**WORK REQUIRED**
Recast the lines in the entries below as a Markdown table with the columns Row and Text, giving each line a row number and leaving out blank lines. Begin at the line that has "of the tree" and stop after the line that has "[(201, 177)]".

EXTRACTED INFORMATION start

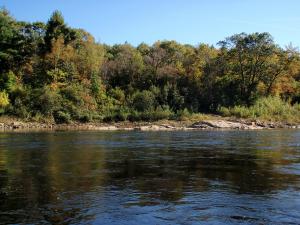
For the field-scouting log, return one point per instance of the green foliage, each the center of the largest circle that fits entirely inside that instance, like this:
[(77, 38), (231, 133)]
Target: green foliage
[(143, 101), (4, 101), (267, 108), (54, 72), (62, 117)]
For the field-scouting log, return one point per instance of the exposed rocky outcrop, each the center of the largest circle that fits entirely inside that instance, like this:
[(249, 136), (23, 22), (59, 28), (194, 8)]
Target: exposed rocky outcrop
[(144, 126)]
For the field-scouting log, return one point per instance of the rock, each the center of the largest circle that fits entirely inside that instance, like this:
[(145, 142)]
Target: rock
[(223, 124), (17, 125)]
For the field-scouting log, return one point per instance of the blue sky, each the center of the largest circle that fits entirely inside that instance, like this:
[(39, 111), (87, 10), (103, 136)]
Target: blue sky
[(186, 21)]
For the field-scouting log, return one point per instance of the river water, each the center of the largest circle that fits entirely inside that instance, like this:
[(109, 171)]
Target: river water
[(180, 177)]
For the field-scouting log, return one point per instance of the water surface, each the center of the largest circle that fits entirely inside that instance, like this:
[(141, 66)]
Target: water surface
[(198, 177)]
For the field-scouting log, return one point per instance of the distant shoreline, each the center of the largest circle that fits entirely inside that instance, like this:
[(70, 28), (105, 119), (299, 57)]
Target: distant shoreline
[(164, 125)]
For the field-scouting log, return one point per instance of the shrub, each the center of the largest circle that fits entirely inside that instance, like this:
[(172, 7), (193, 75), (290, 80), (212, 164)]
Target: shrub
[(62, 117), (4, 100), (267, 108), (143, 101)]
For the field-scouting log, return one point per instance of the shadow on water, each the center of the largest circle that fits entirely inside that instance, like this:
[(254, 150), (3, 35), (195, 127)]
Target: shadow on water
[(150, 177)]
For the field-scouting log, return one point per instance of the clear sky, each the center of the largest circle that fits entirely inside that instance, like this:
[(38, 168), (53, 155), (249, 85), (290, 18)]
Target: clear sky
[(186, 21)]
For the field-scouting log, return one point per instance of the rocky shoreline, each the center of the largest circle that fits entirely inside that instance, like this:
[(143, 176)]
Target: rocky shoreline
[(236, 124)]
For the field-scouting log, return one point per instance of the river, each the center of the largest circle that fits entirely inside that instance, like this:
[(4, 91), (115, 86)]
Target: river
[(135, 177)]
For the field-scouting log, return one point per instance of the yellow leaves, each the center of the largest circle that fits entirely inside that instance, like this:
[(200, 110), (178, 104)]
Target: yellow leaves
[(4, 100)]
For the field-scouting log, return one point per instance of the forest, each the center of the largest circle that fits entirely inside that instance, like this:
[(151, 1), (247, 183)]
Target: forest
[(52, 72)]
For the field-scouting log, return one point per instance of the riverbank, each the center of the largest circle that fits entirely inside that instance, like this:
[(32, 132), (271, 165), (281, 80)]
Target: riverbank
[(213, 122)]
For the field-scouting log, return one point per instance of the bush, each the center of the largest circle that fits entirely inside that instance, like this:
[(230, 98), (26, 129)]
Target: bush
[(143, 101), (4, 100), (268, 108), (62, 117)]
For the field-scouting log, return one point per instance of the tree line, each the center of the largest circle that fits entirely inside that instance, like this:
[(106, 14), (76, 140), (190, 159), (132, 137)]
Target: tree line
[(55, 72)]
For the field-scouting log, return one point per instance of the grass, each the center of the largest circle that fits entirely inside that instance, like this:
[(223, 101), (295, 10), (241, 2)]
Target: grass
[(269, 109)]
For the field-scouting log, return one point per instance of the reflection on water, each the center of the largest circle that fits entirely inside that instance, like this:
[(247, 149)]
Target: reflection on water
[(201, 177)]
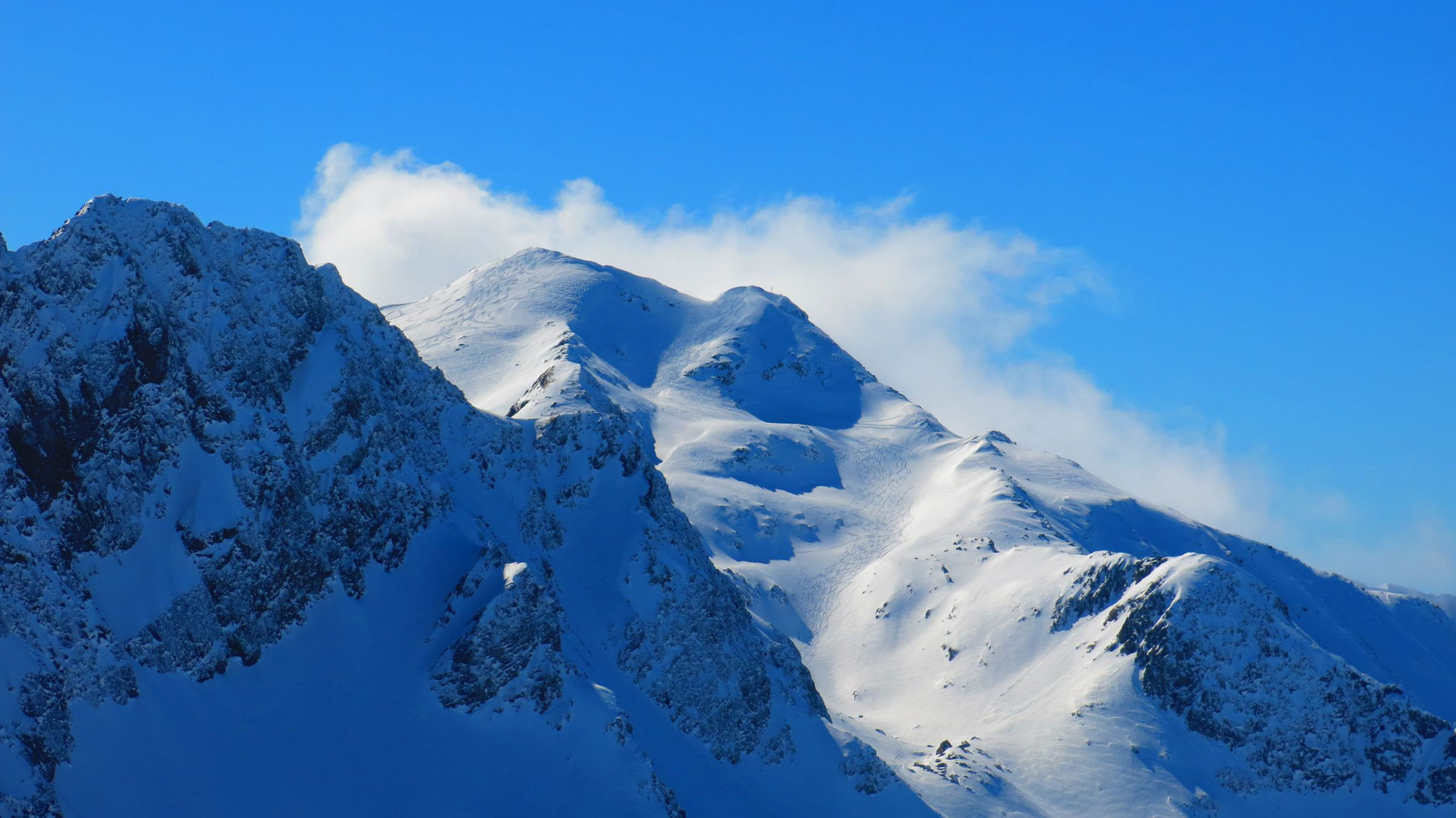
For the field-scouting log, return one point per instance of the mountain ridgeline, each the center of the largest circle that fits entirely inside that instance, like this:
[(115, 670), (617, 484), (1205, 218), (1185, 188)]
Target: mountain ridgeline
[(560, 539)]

EXTRACTED INFORMATION end
EXTRACTED INFORMATION start

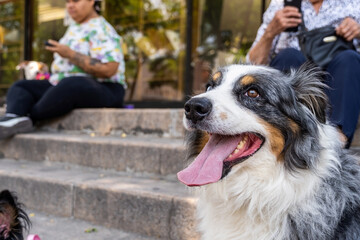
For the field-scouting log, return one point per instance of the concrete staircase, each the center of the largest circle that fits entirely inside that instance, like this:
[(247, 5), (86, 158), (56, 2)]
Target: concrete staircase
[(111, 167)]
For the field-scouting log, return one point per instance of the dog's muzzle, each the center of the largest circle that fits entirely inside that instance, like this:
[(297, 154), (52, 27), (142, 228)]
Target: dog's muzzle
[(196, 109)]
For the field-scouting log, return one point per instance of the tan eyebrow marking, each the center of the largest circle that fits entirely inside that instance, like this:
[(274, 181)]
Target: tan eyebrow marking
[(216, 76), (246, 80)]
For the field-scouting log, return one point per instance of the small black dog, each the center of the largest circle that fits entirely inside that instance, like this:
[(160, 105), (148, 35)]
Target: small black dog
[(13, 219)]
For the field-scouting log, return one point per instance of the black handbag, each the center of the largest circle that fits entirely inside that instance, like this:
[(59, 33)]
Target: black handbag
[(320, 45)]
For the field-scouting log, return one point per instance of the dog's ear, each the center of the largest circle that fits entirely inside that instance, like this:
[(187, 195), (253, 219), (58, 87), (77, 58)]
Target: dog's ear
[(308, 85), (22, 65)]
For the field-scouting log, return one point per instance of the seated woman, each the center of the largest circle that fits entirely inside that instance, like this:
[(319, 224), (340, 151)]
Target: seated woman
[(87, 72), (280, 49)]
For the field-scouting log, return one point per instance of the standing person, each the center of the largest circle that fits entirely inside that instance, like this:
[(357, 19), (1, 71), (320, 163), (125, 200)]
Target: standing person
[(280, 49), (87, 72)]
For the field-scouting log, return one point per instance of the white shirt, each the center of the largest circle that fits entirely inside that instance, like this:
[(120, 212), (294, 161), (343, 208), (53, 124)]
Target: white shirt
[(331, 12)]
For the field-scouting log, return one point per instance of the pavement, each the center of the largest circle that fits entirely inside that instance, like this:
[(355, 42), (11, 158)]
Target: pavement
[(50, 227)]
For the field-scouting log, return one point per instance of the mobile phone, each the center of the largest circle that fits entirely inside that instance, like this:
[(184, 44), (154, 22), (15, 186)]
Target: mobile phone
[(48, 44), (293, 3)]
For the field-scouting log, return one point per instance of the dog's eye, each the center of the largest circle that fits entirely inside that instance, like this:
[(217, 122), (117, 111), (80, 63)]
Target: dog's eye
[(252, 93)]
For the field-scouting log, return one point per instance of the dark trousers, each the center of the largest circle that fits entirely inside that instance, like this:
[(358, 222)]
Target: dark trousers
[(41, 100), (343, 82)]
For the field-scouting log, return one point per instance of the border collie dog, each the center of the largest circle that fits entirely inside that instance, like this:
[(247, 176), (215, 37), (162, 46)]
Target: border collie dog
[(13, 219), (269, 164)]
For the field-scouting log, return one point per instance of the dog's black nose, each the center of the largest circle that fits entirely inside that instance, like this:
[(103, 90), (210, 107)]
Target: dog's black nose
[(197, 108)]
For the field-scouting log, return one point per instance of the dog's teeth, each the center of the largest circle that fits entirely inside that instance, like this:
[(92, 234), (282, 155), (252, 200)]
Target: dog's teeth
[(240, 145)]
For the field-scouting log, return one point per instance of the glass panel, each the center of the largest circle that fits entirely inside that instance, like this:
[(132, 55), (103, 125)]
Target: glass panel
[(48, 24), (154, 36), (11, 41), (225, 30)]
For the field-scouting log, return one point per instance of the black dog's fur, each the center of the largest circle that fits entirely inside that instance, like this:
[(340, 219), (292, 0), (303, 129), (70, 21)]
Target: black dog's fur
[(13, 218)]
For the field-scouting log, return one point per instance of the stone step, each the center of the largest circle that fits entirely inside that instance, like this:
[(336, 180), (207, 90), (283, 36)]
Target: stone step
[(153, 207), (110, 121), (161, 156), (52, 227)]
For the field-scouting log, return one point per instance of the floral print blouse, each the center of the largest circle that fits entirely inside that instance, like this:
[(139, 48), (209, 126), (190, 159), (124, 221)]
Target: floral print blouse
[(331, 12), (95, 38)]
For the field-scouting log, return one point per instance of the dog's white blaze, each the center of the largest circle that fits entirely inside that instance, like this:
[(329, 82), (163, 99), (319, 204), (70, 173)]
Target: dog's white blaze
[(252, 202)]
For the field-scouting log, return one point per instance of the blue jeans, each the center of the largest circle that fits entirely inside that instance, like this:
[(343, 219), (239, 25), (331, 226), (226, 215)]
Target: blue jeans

EXTRACTED INFORMATION end

**THE ANSWER**
| Row | Text |
|---|---|
| 1 | For the field-scouting log, return one point per instance of the tree line, each the center of the largest circle that fits entirely inside that instance, like this: |
| 2 | [(106, 14), (76, 140), (190, 159), (132, 137)] |
| 3 | Target: tree line |
| 4 | [(55, 72)] |
| 5 | For the field-scouting log, return one point per instance of the grass, each the center of the largest circle that fits entirely inside that instance, like this: |
| 6 | [(223, 101), (295, 10), (241, 2)] |
| 7 | Target: grass |
| 8 | [(269, 109)] |
| 9 | For the field-scouting log, return one point per instance of the reflection on water, each the center of the largest circle that fits entirely inside that instance, like this: |
| 10 | [(247, 149)] |
| 11 | Target: reflection on water |
| 12 | [(201, 177)] |